Set task: Rewrite all of the data below, keeping every line of text, but multiply each coordinate in the answers by 2.4 and round it to a whole number, with halves rounded up. Omit the pictures from your output.

Input for this task:

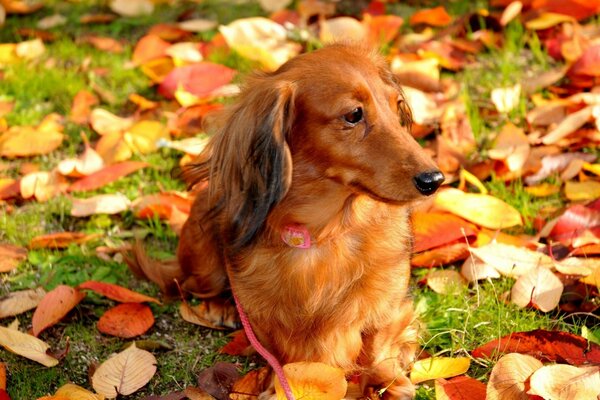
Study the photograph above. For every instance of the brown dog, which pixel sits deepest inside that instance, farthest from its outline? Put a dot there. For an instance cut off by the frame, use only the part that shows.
(311, 175)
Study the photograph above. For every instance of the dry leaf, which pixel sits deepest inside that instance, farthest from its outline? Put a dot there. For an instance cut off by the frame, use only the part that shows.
(100, 204)
(116, 292)
(18, 302)
(124, 373)
(11, 256)
(566, 382)
(481, 209)
(26, 345)
(438, 367)
(54, 306)
(507, 381)
(510, 260)
(126, 320)
(261, 40)
(313, 380)
(540, 287)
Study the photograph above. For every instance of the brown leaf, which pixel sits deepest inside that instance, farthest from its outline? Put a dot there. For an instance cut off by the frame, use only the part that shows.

Answer:
Study the photograph above. For every instance of the brown dog, which pixel sits deepest inside that instance, farthest from its outline? Put a dot there. For an instance cut off by the frame, use only the part that shows.
(746, 420)
Study the photograph above. For every instance of the dry leaf, which pixel sits deepest inside that instance, farthest from its outline? Put a dot there. For an instance cut off by the frame, use only the part that shows.
(240, 490)
(278, 701)
(43, 725)
(298, 895)
(26, 614)
(1358, 917)
(1154, 502)
(62, 828)
(1051, 881)
(130, 734)
(1217, 914)
(1224, 624)
(302, 768)
(626, 96)
(751, 912)
(1296, 689)
Study the photograph above. For every instance of the brown leaf, which pixel sits deepest inside that instance, farthest from its outline? Put a dot there. For an instance cut off by the frame, use only the part that shows.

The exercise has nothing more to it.